** SOURCE PASSAGE follows **

Understanding marijuana's effects on functional connectivity of the default mode network in patients with schizophrenia and co-occurring cannabis use disorder: A pilot investigation

Abstract

Nearly half of patients with schizophrenia (SCZ) have co-occurring cannabis use disorder (CUD), which has been associated with decreased treatment efficacy, increased risk of psychotic relapse, and poor global functioning. While reports on the effects of cannabis on cognitive performance in patients with SCZ have been mixed, study of brain networks related to executive function may clarify the relationship between cannabis use and cognition in these dual-diagnosis patients. In the present pilot study, patients with SCZ and CUD (n=12) and healthy controls (n=12) completed two functional magnetic resonance imaging (fMRI) resting scans. Prior to the second scan, patients smoked a 3.6% tetrahydrocannabinol (THC) cannabis cigarette or ingested a 15mg delta-9-tetrahydrocannabinol (THC) pill. We used resting-state functional connectivity to examine the default mode network (DMN) during both scans, as connectivity/activity within this network is negatively correlated with connectivity of the network involved in executive control and shows reduced activity during task performance in normal individuals. At baseline, relative to controls, patients exhibited DMN hyperconnectivity that correlated with positive symptom severity, and reduced anticorrelation between the DMN and the executive control network (ECN). Cannabinoid administration reduced DMN hyperconnectivity and increased DMN-ECN anticorrelation. Moreover, the magnitude of anticorrelation in the controls, and in the patients after cannabinoid administration, positively correlated with WM performance. The finding that DMN brain connectivity is plastic may have implications for future pharmacotherapeutic development, as treatment efficacy could be assessed through the ability of therapies to normalize underlying circuit-level dysfunction.

Keywords: Cannabis use disorder; Default mode network; Resting state functional connectivity; Schizophrenia; fMRI.

Fig. 1.

Smoking apparatus and plasma THC levels. (a) Smoking apparatus consisting of a transparent chamber into which joint was inserted. Patients smoked a placebo or active cannabis cigarette immediately prior to scanning (note: photo taken of member of research team, not study participant). (b) Plasma THC levels in the patient group showed significant increases immediately prior to scanning as compared to baseline (p<0.05). Immediately prior to WM assessment, approximately 30 minutes post scanning, plasma THC levels were somewhat higher (p = 0.053 as compared to baseline), but showed a significant decline from immediately post-intervention resting scan (p<0.05).

** End of SOURCE PASSAGE **

Reproduce word for word the portion of the cannabis and schizophrenia study that begins with the words "Keywords: Cannabis use" and ends with "resting scan (p<0.05).". The records that follow come from a separate source, unrelated to the text above.

** SUPPLIED MATERIAL follows **

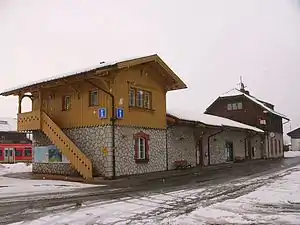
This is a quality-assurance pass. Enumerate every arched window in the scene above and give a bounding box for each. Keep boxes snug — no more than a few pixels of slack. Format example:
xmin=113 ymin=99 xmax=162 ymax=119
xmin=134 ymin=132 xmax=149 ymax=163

** End of SUPPLIED MATERIAL **
** SUPPLIED MATERIAL follows **

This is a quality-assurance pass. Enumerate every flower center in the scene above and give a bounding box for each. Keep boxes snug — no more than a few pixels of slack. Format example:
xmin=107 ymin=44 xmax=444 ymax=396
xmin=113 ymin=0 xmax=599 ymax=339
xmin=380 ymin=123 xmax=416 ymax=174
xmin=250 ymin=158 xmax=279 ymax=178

** End of SUPPLIED MATERIAL **

YOUR RESPONSE
Keywords: Cannabis use disorder; Default mode network; Resting state functional connectivity; Schizophrenia; fMRI.

Fig. 1.

Smoking apparatus and plasma THC levels. (a) Smoking apparatus consisting of a transparent chamber into which joint was inserted. Patients smoked a placebo or active cannabis cigarette immediately prior to scanning (note: photo taken of member of research team, not study participant). (b) Plasma THC levels in the patient group showed significant increases immediately prior to scanning as compared to baseline (p<0.05). Immediately prior to WM assessment, approximately 30 minutes post scanning, plasma THC levels were somewhat higher (p = 0.053 as compared to baseline), but showed a significant decline from immediately post-intervention resting scan (p<0.05).